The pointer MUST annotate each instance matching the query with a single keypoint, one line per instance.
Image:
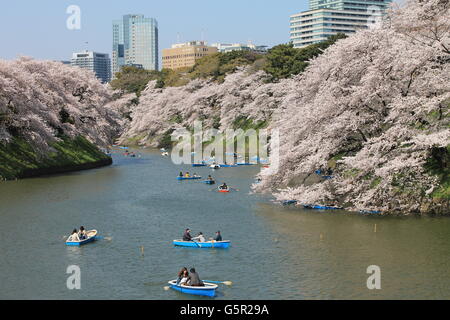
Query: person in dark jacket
(195, 279)
(187, 235)
(218, 236)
┄┄┄┄┄┄
Swap "dark jacket" for "black coat" and reproduce the records with everything else unchanged. Omit the picture from the output.

The pointer MUST annotate each instance matching the query with a single keypoint, one line per instance.
Image:
Query: person in black coat
(195, 279)
(187, 235)
(218, 236)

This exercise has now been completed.